(Point localization data)
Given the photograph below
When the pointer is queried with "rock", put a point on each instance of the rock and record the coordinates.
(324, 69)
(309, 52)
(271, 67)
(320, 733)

WHAT YOU HAVE TO DO ::
Reproduce exactly the lines from the one containing "When the pointer" through the last line of the records above, including both, and nothing else.

RESULT FOR THIS TASK ::
When the pointer is queried with "rock", put a point on each instance of the rock and record the coordinates.
(324, 69)
(309, 52)
(271, 67)
(320, 733)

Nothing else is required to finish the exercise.